* START EXERCISE DATA *
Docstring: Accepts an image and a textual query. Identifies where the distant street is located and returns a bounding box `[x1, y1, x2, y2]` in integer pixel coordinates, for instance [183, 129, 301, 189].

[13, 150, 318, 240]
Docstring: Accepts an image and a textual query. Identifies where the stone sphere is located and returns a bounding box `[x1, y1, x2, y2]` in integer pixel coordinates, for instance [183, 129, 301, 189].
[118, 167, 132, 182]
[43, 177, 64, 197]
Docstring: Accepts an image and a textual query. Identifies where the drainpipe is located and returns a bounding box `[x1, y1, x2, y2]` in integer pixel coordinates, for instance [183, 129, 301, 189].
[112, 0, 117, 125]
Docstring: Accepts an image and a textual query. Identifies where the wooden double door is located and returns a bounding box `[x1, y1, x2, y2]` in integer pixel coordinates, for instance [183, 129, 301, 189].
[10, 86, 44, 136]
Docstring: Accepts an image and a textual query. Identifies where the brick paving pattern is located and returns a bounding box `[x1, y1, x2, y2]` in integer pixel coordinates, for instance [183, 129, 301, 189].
* END EXERCISE DATA *
» PROBLEM STATEMENT: Retype the items above from their first line through the line with "[10, 86, 44, 136]", including both ends and changing nothing.

» COMPLETE RESPONSE:
Docstring: Accepts an image and a textual query. Identifies where the distant street is located and returns a bounding box `[x1, y1, x2, y2]` in integer pixel coordinates, for instance [183, 129, 301, 189].

[13, 150, 318, 240]
Docstring: Accepts an image and a textual query. Identifies where the stone sphere is located and returns a bounding box `[x1, y1, x2, y2]` in integer pixel coordinates, for instance [183, 129, 301, 189].
[118, 167, 132, 182]
[43, 177, 64, 197]
Docstring: Accepts an image and a textual query. Identifies where the drainpipe is located and returns a bounding box `[x1, y1, x2, y2]` in integer pixel coordinates, for instance [183, 129, 301, 189].
[112, 0, 117, 125]
Docstring: Accepts an image and a textual query. Identifies where the wooden double door is located and returns a bounding box `[x1, y1, x2, y2]` in integer pixel coordinates, for instance [183, 129, 301, 189].
[10, 86, 44, 136]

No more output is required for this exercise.